> [TASK DESCRIPTION] Starting at the line that contains "Please point out the ceiling", restate each line word for word through the final line of the data, keeping both ends.
═══ RECORDED DATA
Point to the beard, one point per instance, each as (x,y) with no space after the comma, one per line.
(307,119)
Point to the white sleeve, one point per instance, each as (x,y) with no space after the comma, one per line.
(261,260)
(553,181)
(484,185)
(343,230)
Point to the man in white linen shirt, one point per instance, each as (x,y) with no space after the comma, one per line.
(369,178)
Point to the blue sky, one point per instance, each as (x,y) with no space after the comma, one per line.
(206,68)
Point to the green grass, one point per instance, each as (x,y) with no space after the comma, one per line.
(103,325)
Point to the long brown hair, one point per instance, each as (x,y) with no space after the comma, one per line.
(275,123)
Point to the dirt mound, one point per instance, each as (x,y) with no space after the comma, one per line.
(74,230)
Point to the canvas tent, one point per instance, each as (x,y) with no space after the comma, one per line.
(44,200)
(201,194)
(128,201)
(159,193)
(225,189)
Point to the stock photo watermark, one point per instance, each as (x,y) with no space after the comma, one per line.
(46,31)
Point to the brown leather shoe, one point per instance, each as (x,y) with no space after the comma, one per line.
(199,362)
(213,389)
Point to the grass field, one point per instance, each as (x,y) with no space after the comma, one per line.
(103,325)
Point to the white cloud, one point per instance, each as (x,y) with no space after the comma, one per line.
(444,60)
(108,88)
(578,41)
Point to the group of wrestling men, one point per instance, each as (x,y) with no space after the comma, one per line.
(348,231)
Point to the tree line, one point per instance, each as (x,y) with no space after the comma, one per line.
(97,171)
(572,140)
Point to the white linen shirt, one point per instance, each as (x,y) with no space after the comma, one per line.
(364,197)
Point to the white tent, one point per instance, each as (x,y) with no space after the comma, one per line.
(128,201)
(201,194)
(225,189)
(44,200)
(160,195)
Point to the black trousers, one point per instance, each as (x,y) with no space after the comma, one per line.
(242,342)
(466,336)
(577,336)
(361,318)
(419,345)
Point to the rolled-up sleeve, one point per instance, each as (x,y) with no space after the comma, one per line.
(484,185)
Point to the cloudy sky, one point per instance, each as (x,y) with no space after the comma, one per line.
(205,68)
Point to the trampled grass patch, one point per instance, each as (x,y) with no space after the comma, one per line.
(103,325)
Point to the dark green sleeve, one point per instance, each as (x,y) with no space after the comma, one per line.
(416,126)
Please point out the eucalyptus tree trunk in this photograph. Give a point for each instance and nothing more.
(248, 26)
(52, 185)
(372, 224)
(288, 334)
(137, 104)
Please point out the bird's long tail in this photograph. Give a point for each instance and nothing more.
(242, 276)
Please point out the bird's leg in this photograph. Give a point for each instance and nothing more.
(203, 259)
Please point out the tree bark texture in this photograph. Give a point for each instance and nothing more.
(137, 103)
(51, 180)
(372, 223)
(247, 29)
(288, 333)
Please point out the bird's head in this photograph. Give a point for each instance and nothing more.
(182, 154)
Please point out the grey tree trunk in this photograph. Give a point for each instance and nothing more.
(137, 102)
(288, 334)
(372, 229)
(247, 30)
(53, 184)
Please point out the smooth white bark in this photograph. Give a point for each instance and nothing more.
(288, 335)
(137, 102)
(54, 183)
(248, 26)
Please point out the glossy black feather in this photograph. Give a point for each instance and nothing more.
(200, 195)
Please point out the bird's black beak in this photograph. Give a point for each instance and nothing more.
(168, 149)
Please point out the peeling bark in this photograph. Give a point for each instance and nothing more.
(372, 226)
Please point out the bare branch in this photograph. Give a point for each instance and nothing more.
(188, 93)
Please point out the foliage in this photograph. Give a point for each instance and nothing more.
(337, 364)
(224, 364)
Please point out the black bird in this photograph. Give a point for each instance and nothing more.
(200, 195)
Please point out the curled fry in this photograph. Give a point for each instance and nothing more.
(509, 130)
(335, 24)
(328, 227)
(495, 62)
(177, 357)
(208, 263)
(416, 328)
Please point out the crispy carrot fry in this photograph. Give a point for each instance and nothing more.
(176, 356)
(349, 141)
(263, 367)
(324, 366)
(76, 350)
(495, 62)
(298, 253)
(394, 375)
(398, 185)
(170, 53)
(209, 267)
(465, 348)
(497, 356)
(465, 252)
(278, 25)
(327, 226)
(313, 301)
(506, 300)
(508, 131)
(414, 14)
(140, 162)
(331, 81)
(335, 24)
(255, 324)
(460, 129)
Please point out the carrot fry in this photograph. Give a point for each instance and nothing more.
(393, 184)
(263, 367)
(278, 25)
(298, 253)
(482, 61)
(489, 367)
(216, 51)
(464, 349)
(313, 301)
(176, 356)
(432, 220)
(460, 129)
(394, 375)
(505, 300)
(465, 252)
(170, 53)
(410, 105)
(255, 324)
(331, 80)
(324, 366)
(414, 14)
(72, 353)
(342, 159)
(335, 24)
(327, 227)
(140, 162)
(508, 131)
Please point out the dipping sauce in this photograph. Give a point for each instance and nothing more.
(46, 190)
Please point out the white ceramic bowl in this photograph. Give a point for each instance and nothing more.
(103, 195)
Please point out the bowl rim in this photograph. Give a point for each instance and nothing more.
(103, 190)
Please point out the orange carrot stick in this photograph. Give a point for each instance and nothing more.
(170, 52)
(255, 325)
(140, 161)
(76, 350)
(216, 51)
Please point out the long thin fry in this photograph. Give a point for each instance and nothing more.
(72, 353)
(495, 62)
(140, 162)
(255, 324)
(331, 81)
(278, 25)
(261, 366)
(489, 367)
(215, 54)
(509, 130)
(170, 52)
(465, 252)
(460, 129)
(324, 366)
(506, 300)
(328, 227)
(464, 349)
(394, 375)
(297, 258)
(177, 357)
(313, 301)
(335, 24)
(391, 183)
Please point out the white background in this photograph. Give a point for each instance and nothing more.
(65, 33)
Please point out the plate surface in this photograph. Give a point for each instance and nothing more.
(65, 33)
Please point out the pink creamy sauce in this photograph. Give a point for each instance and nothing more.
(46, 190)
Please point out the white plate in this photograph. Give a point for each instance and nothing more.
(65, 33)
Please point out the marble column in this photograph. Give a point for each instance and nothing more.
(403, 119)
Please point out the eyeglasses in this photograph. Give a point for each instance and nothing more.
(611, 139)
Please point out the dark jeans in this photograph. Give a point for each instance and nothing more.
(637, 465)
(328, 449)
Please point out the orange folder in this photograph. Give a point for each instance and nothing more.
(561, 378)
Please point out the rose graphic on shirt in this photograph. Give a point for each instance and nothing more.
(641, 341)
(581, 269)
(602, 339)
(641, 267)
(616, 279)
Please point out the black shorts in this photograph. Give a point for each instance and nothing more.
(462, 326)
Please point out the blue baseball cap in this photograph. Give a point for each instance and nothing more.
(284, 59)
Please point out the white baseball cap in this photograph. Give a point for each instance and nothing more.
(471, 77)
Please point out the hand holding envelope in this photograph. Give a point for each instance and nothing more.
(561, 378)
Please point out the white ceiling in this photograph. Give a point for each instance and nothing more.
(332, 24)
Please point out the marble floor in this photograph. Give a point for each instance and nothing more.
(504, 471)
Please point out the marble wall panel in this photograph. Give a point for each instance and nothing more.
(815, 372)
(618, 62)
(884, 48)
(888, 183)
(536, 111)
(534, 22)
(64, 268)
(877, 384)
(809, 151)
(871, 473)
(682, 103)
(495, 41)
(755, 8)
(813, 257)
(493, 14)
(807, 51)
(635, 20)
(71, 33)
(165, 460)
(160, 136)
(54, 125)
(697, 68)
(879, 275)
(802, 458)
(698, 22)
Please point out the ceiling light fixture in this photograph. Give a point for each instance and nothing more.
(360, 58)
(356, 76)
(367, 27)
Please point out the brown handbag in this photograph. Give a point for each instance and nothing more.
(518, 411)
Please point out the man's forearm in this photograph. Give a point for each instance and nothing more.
══════
> [CORRECT RESULT]
Please point out the ceiling light fixture in this photograph. Give a point for each instance and nothing more.
(360, 58)
(356, 76)
(367, 27)
Please point out the brown handbag in this photograph. Give a point for each instance and nothing more.
(518, 411)
Please point out the man's forearm in this photograph. Give a point for each instance and nothing more.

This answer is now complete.